→ Work instructions
Please report every line in the entries that contains the string "steel".

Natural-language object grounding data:
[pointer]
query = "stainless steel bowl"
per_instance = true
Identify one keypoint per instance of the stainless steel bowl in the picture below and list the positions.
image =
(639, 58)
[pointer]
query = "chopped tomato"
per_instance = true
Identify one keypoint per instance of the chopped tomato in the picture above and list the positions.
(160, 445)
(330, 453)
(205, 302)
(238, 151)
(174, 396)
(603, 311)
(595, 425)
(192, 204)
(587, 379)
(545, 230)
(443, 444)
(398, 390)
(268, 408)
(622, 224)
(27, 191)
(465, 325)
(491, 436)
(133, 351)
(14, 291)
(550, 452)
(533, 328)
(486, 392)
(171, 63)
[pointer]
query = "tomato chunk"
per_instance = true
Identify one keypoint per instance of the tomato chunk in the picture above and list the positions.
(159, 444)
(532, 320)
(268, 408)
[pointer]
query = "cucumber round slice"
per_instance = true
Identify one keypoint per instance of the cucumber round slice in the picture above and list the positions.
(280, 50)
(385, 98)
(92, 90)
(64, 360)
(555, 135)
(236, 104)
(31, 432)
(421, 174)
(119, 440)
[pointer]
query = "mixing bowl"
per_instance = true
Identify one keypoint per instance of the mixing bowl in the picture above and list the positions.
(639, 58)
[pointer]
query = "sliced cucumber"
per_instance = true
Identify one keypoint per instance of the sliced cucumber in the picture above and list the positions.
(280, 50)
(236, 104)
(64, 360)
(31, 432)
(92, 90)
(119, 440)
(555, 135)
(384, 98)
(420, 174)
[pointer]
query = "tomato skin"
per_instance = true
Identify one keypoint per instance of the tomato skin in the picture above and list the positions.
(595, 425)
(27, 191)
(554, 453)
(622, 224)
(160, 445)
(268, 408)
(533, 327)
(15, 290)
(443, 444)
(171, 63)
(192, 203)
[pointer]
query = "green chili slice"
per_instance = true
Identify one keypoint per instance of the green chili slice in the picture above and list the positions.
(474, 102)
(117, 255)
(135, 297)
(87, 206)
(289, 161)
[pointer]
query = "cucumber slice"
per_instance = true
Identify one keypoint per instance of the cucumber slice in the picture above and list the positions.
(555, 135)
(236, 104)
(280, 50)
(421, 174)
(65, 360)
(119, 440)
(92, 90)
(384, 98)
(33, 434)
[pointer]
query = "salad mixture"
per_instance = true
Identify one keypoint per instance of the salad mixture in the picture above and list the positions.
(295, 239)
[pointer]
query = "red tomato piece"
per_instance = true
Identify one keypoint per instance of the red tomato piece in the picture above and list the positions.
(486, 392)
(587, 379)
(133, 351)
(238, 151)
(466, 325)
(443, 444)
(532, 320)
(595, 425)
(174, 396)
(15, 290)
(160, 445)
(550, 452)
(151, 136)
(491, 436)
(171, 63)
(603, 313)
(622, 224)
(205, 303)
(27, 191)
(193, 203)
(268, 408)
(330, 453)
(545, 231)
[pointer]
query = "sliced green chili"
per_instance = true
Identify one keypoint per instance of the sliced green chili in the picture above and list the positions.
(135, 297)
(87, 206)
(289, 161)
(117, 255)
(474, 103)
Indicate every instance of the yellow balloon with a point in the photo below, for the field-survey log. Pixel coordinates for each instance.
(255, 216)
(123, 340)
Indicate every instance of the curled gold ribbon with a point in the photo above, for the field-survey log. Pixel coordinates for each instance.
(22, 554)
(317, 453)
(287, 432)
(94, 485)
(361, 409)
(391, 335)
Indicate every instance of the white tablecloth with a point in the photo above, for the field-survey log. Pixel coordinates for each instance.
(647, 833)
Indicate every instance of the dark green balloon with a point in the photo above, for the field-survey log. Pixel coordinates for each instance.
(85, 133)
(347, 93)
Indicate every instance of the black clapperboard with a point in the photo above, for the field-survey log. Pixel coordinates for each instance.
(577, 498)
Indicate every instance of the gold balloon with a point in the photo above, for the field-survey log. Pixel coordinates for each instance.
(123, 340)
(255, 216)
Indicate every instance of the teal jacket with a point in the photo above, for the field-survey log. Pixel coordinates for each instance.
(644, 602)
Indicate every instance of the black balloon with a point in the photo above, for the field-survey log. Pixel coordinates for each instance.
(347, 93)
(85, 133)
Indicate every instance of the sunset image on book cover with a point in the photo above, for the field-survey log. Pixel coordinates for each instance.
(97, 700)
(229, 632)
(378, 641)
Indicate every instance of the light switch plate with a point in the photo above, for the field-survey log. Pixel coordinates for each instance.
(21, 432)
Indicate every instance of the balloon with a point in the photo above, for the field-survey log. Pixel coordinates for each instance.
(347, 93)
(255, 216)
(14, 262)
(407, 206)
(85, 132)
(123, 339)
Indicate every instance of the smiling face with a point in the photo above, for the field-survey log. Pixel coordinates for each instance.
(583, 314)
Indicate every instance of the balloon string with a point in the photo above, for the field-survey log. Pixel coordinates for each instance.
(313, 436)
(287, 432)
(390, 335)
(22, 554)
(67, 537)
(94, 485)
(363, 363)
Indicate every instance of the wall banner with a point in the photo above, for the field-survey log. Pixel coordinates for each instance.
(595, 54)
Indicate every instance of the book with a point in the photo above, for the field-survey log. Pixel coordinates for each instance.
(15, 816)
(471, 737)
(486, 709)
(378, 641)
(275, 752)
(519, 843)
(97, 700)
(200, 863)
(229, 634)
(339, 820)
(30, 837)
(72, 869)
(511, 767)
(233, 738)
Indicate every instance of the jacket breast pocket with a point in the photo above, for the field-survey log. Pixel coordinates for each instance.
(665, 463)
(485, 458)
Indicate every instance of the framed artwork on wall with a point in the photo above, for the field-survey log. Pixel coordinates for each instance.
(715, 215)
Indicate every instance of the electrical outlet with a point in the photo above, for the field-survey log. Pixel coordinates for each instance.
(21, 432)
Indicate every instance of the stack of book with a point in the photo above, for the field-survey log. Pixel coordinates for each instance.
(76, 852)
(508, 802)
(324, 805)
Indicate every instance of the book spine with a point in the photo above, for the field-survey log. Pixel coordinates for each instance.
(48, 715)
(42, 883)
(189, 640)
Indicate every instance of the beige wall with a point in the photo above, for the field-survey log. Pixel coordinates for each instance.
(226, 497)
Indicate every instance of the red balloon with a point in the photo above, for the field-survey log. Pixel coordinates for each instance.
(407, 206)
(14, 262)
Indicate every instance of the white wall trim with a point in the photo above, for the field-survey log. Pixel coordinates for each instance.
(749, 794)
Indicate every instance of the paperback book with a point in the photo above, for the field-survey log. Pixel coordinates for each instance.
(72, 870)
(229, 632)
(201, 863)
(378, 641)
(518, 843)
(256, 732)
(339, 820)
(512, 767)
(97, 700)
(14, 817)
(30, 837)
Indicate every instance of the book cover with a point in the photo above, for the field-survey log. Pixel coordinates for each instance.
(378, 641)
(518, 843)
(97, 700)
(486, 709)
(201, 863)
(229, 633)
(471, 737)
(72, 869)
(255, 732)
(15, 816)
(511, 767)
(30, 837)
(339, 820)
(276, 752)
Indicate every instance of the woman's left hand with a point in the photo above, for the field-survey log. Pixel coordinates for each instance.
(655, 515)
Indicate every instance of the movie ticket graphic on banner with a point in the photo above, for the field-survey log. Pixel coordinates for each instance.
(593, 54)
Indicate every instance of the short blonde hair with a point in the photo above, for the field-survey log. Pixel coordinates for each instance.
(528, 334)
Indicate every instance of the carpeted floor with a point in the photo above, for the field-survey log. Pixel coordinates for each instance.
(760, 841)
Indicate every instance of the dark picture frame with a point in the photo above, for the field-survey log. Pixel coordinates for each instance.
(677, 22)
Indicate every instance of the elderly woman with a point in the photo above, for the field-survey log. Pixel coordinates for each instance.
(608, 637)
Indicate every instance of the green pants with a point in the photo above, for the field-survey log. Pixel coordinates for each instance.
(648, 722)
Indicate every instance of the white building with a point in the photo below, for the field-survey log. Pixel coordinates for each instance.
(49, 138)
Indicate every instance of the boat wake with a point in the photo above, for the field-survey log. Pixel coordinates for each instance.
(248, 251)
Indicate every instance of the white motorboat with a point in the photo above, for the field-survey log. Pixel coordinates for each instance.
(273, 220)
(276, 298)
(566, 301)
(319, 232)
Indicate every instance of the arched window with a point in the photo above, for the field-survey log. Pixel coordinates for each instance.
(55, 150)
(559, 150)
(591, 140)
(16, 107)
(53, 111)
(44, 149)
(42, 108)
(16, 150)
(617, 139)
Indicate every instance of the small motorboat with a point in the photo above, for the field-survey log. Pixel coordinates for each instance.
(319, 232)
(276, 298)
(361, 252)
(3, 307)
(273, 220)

→ Written solution
query = "stainless steel bowl"
Identify one keypoint per instance of the stainless steel bowl in the picture below and list the positions.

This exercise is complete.